═══ Supplied passage
My family convinced me this wasn’t appropriate – that that the staff were only doing their (very hard) job.  But I felt let down by the medical profession, and angry that carers and nurses could have treated me so brutally.

Eventually, I stopped ranting and raving about their behaviour toward me and other patients.  But to be honest, it was only years later that I found it within myself to forgive them.

Those carers will never know that I’ve forgiven them.  But I knew that I needed to forgive them anyway.

We all know bitter people.  They’re the ones that no one really enjoys being around because they wallow in self-pity and seem to constantly go on about every little thing that has ever happened to them.

Like a cancerous cell or a dangerous mould spore, bitterness thrives in the dark recesses of our hearts and feeds on every new thought or spite or hatred that comes our way.  And like an ulcer aggravated by worry, or a heart condition made worse by stress, it can be physically and emotionally debilitating.
══════
▶ [Problem to solve]: Please write out the passage on forgiveness from "My family convinced me" to "forgive them anyway.", word for word.
═══ Record set
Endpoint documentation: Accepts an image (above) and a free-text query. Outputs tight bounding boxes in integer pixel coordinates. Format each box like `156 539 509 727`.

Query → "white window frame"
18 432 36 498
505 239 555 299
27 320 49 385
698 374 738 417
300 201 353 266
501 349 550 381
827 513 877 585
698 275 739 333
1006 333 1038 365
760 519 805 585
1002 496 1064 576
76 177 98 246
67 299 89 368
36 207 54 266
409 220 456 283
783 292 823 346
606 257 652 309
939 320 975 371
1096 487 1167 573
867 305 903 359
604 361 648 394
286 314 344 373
══════
▶ [Solution]:
My family convinced me this wasn’t appropriate – that that the staff were only doing their (very hard) job.  But I felt let down by the medical profession, and angry that carers and nurses could have treated me so brutally.

Eventually, I stopped ranting and raving about their behaviour toward me and other patients.  But to be honest, it was only years later that I found it within myself to forgive them.

Those carers will never know that I’ve forgiven them.  But I knew that I needed to forgive them anyway.